Stored records:

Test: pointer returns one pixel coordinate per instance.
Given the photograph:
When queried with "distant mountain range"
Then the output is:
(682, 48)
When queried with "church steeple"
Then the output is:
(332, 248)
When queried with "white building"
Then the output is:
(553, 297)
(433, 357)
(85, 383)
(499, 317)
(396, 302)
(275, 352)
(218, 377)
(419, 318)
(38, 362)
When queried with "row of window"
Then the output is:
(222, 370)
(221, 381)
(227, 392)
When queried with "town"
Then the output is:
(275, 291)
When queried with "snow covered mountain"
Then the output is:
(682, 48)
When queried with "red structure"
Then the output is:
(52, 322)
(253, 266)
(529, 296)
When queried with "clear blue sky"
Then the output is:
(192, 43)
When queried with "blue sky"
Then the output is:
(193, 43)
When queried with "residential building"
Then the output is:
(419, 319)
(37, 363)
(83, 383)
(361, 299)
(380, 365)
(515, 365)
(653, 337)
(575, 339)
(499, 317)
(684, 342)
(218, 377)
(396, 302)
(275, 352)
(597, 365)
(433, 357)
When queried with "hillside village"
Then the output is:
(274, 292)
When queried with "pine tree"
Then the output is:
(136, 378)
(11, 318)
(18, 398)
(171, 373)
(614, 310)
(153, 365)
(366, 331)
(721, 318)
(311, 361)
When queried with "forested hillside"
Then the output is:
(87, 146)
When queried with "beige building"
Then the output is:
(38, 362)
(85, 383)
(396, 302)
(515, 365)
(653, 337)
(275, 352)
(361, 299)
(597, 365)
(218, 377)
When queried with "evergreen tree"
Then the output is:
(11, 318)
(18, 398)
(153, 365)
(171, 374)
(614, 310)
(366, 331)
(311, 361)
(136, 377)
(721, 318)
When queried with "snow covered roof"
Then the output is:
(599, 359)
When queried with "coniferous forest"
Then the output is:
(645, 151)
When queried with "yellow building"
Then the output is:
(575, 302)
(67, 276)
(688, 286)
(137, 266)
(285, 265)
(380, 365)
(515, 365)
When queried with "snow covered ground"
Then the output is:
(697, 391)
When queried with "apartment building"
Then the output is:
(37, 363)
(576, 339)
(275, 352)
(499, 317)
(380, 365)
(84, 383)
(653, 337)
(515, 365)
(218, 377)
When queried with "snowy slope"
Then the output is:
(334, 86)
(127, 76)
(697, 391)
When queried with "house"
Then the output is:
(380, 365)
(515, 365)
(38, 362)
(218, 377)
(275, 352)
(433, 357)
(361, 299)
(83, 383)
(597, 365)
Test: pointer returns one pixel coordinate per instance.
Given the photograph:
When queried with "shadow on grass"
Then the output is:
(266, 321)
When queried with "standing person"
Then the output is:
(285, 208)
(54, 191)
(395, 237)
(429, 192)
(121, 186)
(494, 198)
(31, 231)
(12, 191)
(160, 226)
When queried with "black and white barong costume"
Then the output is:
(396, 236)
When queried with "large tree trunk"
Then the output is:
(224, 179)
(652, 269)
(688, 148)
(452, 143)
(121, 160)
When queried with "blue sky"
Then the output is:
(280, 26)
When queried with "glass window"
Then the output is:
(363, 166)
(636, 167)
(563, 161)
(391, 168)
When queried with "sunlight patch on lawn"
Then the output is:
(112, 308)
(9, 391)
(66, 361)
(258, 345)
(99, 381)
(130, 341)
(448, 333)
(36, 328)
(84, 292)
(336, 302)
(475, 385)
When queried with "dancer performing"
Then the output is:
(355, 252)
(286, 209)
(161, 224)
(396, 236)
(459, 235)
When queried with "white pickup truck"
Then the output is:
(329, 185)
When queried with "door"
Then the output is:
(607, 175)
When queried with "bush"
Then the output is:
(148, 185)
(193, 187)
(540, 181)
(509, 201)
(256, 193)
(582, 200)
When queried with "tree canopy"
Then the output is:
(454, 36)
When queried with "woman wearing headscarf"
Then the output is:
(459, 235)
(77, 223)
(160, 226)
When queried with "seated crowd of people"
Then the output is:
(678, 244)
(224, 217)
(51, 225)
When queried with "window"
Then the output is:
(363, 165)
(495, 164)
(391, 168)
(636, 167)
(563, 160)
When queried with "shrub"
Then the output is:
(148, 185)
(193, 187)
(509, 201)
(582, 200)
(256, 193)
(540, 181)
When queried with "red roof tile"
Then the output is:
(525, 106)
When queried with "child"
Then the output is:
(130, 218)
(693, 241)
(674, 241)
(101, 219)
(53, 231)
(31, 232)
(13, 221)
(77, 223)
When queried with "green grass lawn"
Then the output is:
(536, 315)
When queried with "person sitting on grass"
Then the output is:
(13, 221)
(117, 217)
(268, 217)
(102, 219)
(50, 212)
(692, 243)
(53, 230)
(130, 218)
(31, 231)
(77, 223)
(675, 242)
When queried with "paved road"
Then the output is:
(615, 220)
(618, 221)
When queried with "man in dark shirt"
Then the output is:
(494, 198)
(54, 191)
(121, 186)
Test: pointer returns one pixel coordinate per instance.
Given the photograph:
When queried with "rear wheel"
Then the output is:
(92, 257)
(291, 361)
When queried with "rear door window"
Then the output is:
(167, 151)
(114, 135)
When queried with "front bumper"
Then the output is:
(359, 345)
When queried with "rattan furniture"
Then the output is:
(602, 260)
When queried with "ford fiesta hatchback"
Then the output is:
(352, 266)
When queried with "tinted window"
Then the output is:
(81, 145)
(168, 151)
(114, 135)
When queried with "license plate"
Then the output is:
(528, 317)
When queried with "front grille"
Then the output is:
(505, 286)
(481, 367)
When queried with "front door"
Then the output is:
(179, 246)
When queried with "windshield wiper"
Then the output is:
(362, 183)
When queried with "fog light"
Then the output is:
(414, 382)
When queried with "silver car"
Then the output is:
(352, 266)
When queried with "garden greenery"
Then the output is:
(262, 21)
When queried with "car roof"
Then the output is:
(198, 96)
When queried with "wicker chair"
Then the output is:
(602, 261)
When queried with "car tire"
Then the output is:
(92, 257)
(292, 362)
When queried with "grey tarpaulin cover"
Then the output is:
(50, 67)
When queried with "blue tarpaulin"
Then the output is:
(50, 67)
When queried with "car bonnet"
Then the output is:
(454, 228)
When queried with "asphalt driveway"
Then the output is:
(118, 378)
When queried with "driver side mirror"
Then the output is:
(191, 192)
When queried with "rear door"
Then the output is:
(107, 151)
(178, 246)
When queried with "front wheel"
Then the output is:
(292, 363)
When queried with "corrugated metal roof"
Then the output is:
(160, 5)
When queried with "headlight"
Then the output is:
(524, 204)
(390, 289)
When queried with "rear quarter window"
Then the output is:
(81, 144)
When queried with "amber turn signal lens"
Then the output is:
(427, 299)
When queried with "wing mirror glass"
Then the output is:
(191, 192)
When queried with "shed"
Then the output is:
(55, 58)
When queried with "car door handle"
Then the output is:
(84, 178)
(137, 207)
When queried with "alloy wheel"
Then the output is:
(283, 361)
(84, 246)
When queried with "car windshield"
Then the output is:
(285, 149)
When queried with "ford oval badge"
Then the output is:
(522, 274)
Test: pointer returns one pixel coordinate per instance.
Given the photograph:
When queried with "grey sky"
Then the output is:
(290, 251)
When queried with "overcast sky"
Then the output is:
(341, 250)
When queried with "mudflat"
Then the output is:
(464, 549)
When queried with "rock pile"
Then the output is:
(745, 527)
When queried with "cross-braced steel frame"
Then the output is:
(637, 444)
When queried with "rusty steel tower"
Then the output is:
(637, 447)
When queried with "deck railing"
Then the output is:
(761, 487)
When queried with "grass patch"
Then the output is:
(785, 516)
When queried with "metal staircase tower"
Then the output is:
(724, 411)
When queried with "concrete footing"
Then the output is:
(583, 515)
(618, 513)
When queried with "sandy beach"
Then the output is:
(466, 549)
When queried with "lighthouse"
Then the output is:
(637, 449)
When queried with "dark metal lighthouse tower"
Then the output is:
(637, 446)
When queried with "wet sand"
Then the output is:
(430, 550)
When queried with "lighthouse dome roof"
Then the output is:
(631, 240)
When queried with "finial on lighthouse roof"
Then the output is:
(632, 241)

The exercise: Which lines of the data above contain the string "windshield"? Report each of those lines in full, treating uppercase and lowercase as different.

Output for this exercise:
When queried with "windshield wiper"
When queried with "car windshield"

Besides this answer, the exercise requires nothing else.